- REQUIRED TASK
Find every line in the entries that contains the string "wildebeest", matching case exactly, and copy each of those lines.

──────── GIVEN ENTRIES ────────

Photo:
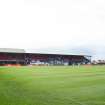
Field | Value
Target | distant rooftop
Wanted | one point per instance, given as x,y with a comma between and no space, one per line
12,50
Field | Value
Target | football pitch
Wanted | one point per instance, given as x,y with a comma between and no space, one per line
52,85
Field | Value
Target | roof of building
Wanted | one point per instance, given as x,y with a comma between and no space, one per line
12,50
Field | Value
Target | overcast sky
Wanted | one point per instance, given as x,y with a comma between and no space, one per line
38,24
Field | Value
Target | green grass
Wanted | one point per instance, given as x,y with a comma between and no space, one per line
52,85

────────
──────── GIVEN ENTRIES ────────

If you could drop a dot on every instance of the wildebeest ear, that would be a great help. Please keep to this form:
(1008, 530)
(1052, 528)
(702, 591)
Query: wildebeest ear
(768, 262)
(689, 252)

────────

- OUTPUT FOR THIS TASK
If you could drop a dot on every instance of the wildebeest ear, that would be a great help. Please keep to this form:
Query: wildebeest ear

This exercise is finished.